> Instructions:
1) Answer from the Azure ML pipeline post:
(a) Which identity type does the job definition set?
(b) What value is given for mini_batch_size?
(c) What is the entry script for the parallel job's task?
2) Please return the stretch of the Azure ML pipeline post from "Please specify a" through "intermediate data leak!", copied verbatim.

> Text extract:

START

Azure ML Pipelines user_identity on parallel job

75 views Asked by At

I'm using a user_identity to read data from Azure Data Lake. I'm saving the data to a datastore. Then I want to use the datastore for my parallel job, but I keep running into this error:

Please specify a intermediate datastore for Parallel Run Step run-time when credential passthrough is enabled. Parallel Run Step will use your user identity to acceess the datastore. Warning: Please carefully control the scale of access to prevent intermediate data leak!

Here's my job definition for reference:

$schema: https://azuremlschemas.azureedge.net/latest/pipelineJob.schema.json
type: pipeline

display_name: model
description: a model
identity:
  type: user_identity

jobs:

  copy_model:
    type: command
    compute: azureml:default-compute
    environment: azureml:default-env
    inputs:
      input_path:
        type: uri_folder
        path: azureml://datastores/default/paths/
        mode: ro_mount
    outputs:
      output_path:
        type: uri_folder
        path: azureml://datastores/${{default_datastore}}/paths/model
    command: |
      rsync -ah --progress ${{inputs.input_path}}/model ${{outputs.output_path}}

  copy_data:
    type: command
    compute: azureml:default-compute
    environment: azureml:default-env
    inputs:
      input_path:
        type: uri_folder
        path: azureml://datastores/default/paths/
        mode: ro_mount
      input_folder: folder
    outputs:
      output_path:
        type: uri_folder
        path: azureml://datastores/${{default_datastore}}/paths/data
    command: |
      rsync -ah --progress ${{inputs.input_path}}/${{inputs.input_folder}} ${{outputs.output_path}}

  model:
    type: parallel
    compute: azureml:default-compute
    inputs:
      score_model:
        type: uri_folder
        path: ${{parent.jobs.copy_model.outputs.output_path}}
        mode: ro_mount
      job_data_path:
        type: uri_folder
        path: ${{parent.jobs.copy_data.outputs.output_path}}
        mode: ro_mount
    outputs:
      output_path: 
        type: uri_file
        path: azureml://datastores/${{default_datastore}}/paths/results/output.csv
        mode: rw_mount

    mini_batch_size: "1"
    resources:
      instance_count: 1
    mini_batch_error_threshold: 5
    logging_level: "DEBUG"
    input_data: ${{inputs.job_data_path}}
    max_concurrency_per_instance: 2
    retry_settings:
      max_retries: 2
      timeout: 60
    
    task:
      type: run_function
      code: ./src
      entry_script: model.py
      environment: azureml:default-env
      program_arguments: >-
        --model-path ${{inputs.score_model}}
      append_row_to: ${{outputs.output_path}}
0

There are 0 answers

END

> Given material:
START

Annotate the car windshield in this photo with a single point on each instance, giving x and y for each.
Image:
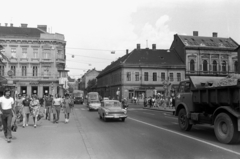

END

> Outputs by task:
1)
(a) user_identity
(b) "1"
(c) model.py

2)
Please specify a intermediate datastore for Parallel Run Step run-time when credential passthrough is enabled. Parallel Run Step will use your user identity to acceess the datastore. Warning: Please carefully control the scale of access to prevent intermediate data leak!